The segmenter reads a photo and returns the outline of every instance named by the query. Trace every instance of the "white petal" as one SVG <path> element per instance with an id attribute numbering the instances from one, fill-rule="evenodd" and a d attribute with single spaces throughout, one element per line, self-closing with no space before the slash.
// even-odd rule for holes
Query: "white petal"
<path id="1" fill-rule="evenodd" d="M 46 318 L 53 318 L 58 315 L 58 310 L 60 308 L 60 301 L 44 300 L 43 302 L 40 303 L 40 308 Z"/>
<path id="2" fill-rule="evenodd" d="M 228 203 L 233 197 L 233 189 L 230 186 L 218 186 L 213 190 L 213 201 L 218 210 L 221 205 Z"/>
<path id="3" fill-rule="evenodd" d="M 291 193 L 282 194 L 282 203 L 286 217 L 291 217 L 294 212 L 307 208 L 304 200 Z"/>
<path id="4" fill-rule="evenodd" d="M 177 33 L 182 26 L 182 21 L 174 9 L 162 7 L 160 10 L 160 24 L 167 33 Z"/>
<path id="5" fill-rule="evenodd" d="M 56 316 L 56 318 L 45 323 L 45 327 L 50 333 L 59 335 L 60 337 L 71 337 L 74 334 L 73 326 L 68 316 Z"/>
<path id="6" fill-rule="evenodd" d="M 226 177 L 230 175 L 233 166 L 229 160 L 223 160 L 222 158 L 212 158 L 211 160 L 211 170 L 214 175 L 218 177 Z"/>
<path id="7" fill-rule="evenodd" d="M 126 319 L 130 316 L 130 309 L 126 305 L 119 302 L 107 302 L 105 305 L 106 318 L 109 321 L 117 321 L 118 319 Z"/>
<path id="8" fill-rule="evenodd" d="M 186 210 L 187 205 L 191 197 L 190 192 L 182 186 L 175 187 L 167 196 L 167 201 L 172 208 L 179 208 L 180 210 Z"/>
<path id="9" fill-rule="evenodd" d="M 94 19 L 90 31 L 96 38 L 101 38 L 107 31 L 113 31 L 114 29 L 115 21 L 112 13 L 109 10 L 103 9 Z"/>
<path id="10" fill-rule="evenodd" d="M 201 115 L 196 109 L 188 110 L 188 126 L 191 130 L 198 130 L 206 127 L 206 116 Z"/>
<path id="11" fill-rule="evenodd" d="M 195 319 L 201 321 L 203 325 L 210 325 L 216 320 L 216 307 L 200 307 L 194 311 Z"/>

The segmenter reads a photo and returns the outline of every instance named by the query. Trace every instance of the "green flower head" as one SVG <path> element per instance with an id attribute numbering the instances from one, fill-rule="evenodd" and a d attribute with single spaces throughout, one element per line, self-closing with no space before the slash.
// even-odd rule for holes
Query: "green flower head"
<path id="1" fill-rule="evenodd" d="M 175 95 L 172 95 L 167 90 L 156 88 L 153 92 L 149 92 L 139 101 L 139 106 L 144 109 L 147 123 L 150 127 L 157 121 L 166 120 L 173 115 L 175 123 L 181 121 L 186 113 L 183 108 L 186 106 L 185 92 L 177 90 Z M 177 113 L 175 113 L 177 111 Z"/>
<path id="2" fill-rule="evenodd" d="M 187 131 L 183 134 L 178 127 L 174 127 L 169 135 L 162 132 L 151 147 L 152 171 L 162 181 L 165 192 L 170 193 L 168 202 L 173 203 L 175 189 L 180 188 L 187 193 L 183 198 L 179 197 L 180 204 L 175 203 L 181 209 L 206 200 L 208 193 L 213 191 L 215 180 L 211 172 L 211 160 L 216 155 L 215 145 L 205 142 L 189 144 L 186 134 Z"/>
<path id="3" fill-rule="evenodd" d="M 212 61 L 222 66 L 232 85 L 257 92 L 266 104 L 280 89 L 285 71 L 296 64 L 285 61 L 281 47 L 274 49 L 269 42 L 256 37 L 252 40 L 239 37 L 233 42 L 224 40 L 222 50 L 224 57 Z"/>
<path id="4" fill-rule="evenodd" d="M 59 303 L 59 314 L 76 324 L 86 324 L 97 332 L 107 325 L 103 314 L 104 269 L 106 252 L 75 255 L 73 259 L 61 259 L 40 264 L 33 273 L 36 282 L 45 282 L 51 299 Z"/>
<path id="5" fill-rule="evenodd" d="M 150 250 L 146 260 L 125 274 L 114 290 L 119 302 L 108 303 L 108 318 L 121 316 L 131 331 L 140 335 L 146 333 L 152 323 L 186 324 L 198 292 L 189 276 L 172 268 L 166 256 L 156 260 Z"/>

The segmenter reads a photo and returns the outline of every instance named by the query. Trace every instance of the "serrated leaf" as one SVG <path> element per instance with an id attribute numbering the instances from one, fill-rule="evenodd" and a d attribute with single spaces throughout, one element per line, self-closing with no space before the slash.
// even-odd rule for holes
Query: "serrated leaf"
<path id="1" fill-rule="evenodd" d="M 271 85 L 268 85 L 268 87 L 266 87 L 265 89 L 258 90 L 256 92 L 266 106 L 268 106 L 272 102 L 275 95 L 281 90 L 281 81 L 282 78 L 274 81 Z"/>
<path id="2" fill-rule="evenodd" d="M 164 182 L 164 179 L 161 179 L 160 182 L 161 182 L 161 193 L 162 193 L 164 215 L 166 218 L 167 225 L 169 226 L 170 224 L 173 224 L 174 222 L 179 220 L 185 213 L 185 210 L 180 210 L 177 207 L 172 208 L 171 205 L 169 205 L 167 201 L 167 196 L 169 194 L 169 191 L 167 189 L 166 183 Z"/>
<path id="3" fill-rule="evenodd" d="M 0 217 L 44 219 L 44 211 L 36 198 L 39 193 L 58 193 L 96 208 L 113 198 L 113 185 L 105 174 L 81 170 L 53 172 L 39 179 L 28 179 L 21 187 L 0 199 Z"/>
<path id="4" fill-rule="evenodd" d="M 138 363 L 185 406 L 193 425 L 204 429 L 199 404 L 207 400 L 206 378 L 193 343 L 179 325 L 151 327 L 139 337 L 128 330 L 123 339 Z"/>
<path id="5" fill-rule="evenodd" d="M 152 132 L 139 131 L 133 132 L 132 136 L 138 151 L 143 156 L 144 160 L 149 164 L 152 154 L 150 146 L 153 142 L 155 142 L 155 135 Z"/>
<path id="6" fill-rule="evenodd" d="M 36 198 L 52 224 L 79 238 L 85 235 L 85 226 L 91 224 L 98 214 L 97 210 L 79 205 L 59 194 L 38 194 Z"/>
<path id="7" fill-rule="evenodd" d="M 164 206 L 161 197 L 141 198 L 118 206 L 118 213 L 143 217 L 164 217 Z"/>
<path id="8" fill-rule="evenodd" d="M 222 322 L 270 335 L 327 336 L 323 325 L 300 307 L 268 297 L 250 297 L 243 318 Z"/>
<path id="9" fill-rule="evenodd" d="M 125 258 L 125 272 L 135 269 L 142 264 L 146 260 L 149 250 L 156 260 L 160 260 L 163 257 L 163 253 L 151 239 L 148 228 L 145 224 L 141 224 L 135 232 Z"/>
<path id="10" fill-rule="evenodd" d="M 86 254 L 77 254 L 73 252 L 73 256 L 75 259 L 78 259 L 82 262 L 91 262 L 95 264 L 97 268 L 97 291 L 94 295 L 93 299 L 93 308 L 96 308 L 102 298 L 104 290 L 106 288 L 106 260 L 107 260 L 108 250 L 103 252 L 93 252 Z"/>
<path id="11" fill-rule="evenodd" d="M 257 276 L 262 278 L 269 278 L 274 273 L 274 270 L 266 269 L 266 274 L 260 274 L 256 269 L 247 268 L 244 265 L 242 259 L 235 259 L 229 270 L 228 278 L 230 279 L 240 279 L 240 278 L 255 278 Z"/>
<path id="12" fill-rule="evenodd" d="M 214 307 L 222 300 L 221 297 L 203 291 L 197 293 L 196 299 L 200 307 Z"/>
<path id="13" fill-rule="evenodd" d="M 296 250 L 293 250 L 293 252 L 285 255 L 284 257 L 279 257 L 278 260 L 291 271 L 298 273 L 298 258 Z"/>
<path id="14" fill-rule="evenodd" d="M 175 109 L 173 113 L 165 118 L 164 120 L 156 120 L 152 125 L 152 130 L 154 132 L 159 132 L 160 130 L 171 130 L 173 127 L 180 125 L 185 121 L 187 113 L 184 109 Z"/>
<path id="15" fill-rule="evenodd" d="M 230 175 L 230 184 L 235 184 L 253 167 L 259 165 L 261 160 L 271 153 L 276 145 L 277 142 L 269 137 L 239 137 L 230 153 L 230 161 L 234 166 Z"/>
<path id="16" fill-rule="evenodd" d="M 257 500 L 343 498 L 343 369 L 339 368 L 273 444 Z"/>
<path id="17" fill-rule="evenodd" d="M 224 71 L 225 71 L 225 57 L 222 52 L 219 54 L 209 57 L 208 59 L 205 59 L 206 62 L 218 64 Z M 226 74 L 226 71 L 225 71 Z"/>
★ ★ ★ ★ ★ ★ ★
Task description:
If a line in the records above holds the string "every", copy it out.

Solution for this exercise:
The segmenter reads a photo and returns the outline of every instance named by the query. Trace every instance of the "white petal" as one SVG <path> element per instance with an id attribute numbering the instances from one, fill-rule="evenodd" and a d attribute with single spaces throughout, one element per line, self-closing with no space before the slash.
The segmenter reads a photo and returns the outline of every instance named by the query. Trace every instance of the "green flower head" as one SVG <path> element per instance with an id attribute numbering the instances from one, fill-rule="evenodd" and a d attribute with single spaces throughout, one element per line, self-closing with no space before the slash.
The segmenter reads a photo and returns the outline of every instance named by the query. Trace every instance of the "serrated leaf" as one SVG <path> element per instance with an id attribute numbering the instances from one, fill-rule="evenodd" and a d attribute with single spaces throughout, one element per line, self-closing with no space before the slash.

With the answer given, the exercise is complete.